**Extract to read:**
# # # # # # #

Recommendations by data type

Data type Recommended flags
PacBio HiFi / CCS --mode balanced --refine-mode hifi --cut-low-ident
ONT --mode permissive --refine-mode ont --cut-low-ident

--cut-low-ident ensures reads detected as foldbacks are trimmed even when arm identity falls below the internal threshold (common in both MDA data types). For ONT, --refine-mode ont automatically uses smaller k-mers (k=11, w=11) for better sensitivity on error-prone reads — this is shown in the parameter summary at runtime.

Tests and benchmarks

Directory Tool Type Data README
tests/ mdax Rust integration tests 57 real HiFi reads + synthetic tests/README.md
test_pal/ mdax ONT comparison vs Strobl 2023 Perl baseline 20k ONT reads (SRR24201687) test_pal/README.md
test_celegans/ mdax Real HiFi benchmark, two MDA samples 200k reads × 2 C. elegans samples test_celegans/README.md
irx_tests/ irx Synthetic ground-truth evaluation ~120 planted IRs, seed 42 irx_tests/README.md
data/ both Test data and generators data/README.md

Test data for test_pal/ and test_celegans/ is not tracked in git (large files). See the per-directory READMEs for data accessions and how to reproduce runs.

Rust integration tests (tests/)

cargo test

Tests the full two-pass pipeline on synthetic and 57 real HiFi reads with BLAST-derived ground truth. All tests are deterministic and run in ~1 second.

ONT baseline comparison (test_pal/)

20,000 ONT reads from SRR24201687; ground truth from Strobl et al. 2023.

Metrics are generous (artefact + low_ident both counted as true positive).

# # # # # # #

**Source information:**
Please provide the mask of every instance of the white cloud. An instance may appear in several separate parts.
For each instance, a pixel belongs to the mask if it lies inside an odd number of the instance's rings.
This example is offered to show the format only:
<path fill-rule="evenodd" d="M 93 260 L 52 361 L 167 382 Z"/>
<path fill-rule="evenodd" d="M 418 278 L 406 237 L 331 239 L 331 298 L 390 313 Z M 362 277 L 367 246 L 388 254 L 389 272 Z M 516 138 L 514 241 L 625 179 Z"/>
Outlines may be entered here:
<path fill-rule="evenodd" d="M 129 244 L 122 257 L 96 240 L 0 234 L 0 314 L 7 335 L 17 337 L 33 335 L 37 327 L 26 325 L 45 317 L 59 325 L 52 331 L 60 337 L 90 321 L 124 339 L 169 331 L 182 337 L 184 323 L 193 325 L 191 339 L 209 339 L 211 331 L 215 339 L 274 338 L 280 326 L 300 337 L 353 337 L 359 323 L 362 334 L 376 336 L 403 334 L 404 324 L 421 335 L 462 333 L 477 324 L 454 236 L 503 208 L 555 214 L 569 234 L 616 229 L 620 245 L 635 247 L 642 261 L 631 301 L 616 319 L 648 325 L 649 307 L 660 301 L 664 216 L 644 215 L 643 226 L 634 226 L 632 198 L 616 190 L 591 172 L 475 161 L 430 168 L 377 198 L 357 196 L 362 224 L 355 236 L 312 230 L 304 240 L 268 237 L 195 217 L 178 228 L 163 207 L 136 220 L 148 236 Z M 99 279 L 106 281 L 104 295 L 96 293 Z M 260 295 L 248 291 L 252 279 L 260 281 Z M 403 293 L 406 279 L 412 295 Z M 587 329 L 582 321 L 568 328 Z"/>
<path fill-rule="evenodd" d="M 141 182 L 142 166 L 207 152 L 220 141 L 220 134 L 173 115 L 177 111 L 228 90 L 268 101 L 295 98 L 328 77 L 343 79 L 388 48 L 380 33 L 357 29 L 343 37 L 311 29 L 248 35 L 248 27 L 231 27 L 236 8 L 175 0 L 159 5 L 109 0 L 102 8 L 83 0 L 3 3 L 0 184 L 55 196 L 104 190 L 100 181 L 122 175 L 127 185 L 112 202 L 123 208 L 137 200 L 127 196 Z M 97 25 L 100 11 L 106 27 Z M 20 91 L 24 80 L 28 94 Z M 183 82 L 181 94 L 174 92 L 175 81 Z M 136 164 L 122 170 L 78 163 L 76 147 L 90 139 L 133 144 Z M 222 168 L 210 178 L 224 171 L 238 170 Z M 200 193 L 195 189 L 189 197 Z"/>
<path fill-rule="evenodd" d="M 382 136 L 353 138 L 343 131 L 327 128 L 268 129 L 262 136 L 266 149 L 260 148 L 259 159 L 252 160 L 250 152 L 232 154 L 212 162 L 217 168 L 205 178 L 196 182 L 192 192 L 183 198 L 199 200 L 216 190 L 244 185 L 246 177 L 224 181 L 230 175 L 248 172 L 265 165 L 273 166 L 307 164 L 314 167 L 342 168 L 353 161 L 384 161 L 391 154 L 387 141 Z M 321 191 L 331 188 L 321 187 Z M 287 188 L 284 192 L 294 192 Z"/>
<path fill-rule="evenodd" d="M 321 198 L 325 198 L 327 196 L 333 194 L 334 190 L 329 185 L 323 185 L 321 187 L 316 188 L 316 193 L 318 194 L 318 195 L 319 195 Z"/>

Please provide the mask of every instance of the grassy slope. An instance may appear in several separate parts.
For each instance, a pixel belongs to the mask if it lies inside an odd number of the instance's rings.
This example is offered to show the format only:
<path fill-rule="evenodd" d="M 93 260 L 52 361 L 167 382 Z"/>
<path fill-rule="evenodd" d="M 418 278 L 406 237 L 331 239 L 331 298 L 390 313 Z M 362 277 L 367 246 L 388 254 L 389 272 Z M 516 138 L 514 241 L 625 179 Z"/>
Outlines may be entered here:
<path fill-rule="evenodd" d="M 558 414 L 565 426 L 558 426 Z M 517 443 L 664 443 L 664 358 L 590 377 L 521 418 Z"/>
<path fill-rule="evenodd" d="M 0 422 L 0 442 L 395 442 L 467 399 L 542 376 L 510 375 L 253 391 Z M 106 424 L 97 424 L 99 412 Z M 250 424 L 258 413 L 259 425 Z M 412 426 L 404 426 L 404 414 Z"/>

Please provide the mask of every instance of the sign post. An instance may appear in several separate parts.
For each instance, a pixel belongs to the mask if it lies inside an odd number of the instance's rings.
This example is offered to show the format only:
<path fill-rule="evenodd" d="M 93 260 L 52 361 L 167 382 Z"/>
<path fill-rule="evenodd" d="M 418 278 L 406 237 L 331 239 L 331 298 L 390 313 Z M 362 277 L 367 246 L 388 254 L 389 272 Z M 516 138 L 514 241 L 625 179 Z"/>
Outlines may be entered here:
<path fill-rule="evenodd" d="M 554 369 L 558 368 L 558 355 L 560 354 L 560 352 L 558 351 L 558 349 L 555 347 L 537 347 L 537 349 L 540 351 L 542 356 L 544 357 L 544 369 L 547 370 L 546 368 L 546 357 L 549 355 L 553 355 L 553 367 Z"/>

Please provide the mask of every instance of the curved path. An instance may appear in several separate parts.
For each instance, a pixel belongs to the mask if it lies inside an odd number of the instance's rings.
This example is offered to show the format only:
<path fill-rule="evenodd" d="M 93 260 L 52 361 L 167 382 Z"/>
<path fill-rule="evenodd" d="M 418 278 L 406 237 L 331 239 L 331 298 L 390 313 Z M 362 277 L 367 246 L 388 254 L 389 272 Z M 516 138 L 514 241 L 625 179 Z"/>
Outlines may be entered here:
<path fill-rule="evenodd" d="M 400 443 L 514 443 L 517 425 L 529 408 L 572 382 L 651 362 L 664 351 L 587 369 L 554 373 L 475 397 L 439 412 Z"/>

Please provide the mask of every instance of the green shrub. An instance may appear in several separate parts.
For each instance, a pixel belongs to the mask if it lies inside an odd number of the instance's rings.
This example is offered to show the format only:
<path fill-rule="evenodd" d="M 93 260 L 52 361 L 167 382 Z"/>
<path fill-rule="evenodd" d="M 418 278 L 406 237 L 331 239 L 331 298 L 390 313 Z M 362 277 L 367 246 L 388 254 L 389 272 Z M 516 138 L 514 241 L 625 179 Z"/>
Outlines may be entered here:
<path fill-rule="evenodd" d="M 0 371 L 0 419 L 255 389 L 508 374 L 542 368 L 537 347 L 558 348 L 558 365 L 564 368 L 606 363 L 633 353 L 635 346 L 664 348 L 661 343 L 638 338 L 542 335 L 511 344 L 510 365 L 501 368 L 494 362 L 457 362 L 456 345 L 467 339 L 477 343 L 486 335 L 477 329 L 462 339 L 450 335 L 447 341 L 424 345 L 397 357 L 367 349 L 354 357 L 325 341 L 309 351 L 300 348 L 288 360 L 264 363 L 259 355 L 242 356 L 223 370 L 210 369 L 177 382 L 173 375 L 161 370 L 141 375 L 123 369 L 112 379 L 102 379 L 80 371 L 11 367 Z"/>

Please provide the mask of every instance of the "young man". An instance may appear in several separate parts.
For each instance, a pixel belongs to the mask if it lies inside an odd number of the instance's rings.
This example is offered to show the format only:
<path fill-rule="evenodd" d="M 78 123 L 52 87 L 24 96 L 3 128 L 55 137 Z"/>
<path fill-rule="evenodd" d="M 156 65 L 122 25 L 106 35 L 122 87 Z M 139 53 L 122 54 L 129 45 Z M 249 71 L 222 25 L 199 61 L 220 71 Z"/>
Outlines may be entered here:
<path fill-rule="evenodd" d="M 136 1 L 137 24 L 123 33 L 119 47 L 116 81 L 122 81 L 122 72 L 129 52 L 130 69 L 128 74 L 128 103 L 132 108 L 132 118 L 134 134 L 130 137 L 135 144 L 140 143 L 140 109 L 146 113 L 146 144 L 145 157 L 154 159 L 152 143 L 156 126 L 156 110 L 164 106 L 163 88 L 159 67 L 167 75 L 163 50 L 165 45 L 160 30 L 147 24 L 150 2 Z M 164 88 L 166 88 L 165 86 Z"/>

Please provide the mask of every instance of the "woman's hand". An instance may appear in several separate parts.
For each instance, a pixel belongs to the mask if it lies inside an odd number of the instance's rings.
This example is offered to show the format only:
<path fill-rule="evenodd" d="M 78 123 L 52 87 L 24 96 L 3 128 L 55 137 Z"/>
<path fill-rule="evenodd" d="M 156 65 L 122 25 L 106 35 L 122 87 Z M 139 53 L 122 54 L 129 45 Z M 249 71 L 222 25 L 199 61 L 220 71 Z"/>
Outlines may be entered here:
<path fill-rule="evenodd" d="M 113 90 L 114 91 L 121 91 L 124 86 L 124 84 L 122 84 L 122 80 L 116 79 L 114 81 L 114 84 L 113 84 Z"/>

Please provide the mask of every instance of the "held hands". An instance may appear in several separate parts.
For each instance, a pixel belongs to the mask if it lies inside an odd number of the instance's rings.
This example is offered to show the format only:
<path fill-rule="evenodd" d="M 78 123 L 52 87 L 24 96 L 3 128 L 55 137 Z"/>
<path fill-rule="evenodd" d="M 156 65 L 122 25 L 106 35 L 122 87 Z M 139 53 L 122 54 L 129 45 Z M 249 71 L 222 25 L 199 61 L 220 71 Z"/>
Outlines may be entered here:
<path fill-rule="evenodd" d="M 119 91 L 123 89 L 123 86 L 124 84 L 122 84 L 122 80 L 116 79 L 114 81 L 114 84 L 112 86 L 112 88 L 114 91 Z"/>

# # # # # # #

**Work request:**
In the documentation above, rewrite the paragraph that begins "--cut-low-ident ensures reads detected as foldbacks" as a short bulleted list that keeps its main facts.

**Result of the task:**
- --cut-low-ident trims reads detected as foldbacks even when arm identity falls below the internal threshold, which is common in both MDA data types.
- For ONT, --refine-mode ont automatically uses smaller k-mers (k=11, w=11) for better sensitivity on error-prone reads.
- The parameter summary shows this setting at runtime.